Text section:
* * * *

2017 Sée Lab Nuffield Students

In the summer of 2017, two year 12 students from the North West of England visited the Centre for Cell Imaging on their Nuffield research placements.

Their placement involved testing a semi-high-throughput screening method for anti-cancer drugs using cell-migration as their readout. They worked with a Glioblastoma cancer cell line during their time in the facility and shared the following comments about their experiences:

 

Charlie Fogg:

“I believe that this summer placement at the University of Liverpool was the greatest experience of my life, and I will always remember it as the reason I firmly decided that this was the career in which I needed to pursue. I believe that this summer was an eye-opening experience into the real world of science, specifically cell microscopy, and it gave me countless new ideas and theories which I will take away with me into the future, and hopefully begin to research into myself one day. The placement inspired me to want to carry on pursuing science for the rest of my life and fed my ambition to achieve in a new world which I now see with many more possibilities than I had originally perceived.”

* * * *

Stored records
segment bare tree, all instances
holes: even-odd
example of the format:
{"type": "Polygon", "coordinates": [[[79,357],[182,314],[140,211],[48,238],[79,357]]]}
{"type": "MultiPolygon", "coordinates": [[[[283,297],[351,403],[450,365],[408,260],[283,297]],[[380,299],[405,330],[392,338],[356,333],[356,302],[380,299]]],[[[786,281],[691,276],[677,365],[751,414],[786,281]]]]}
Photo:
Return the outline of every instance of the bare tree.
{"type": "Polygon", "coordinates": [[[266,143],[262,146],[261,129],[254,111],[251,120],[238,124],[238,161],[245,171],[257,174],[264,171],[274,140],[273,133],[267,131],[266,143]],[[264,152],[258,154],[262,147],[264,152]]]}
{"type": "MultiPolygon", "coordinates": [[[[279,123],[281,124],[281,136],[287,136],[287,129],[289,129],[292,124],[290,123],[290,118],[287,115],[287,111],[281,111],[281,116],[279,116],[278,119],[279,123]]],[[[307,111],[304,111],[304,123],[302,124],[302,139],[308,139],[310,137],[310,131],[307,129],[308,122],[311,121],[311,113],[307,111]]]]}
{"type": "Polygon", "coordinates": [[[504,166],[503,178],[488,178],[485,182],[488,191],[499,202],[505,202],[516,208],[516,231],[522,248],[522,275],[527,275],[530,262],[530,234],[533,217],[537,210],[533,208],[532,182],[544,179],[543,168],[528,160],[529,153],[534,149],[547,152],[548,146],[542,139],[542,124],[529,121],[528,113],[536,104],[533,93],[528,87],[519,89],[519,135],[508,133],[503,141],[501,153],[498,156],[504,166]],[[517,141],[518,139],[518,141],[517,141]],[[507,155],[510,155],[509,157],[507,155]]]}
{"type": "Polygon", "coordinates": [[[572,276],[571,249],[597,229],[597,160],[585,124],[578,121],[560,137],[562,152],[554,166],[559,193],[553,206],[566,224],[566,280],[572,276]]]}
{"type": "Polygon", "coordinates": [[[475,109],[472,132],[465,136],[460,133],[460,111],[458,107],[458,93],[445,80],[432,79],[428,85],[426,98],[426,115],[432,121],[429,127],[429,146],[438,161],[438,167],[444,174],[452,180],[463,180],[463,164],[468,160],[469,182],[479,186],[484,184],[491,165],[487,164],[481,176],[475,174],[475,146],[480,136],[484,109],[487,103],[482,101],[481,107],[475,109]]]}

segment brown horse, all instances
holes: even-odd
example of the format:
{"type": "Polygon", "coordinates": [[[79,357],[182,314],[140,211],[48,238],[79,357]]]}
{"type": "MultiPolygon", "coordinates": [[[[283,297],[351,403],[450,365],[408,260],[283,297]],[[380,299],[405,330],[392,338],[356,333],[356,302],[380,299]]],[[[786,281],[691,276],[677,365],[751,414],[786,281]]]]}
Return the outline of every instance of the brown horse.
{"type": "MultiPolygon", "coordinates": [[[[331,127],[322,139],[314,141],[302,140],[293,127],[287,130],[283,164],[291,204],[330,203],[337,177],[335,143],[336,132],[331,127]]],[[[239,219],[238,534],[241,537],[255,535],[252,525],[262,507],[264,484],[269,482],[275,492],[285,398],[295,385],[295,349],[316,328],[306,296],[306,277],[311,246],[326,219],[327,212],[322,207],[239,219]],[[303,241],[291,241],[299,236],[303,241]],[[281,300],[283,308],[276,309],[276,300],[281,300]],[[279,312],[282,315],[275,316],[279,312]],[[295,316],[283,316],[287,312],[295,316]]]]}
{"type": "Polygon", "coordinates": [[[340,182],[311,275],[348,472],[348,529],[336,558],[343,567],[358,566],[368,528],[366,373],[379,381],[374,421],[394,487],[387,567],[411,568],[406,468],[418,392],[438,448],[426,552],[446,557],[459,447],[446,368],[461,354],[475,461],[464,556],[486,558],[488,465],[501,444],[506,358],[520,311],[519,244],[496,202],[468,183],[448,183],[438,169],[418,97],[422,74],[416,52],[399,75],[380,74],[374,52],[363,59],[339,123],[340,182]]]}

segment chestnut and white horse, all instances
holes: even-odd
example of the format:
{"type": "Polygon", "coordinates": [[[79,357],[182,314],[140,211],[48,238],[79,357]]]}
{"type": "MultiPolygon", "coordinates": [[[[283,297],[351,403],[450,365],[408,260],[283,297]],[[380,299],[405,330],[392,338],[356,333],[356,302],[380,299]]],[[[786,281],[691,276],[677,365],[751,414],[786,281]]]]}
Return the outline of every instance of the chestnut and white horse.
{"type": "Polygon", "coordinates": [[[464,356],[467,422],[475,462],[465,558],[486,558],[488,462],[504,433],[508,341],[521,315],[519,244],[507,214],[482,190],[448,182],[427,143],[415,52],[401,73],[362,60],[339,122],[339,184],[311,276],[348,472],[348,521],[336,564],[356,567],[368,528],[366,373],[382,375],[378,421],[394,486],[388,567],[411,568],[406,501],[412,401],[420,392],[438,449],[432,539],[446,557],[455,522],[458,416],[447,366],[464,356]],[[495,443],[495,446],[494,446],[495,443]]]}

* * * *

Required action A:
Rewrite the Nuffield placement text from "2017 Sée Lab" up to and including "Nuffield research placements.", putting "toured" in place of "visited".
Required action B:
Answer these questions from the Nuffield placement text.
(i) With what cell line did the students work during their time in the facility?
(ii) What readout did the screening method they tested use?
(iii) At which university does Charlie Fogg say the summer placement took place?
The material stored above has no role in this exercise.

Written answer A:
2017 Sée Lab Nuffield Students

In the summer of 2017, two year 12 students from the North West of England toured the Centre for Cell Imaging on their Nuffield research placements.

Written answer B:
(i) A Glioblastoma cancer cell line
(ii) Cell migration
(iii) The University of Liverpool